WHAT IS NEEDED
Exact duplicates of all entries are needed.

TASK MATERIAL
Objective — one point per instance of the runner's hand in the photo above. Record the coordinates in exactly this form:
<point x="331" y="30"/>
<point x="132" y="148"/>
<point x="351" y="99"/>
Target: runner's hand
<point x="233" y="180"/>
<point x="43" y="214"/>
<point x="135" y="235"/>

EXERCISE RESPONSE
Objective — one point per instance of the runner's hand in the photo above. Record the coordinates in exactly this form:
<point x="331" y="30"/>
<point x="132" y="148"/>
<point x="351" y="99"/>
Target: runner's hand
<point x="233" y="180"/>
<point x="43" y="214"/>
<point x="135" y="235"/>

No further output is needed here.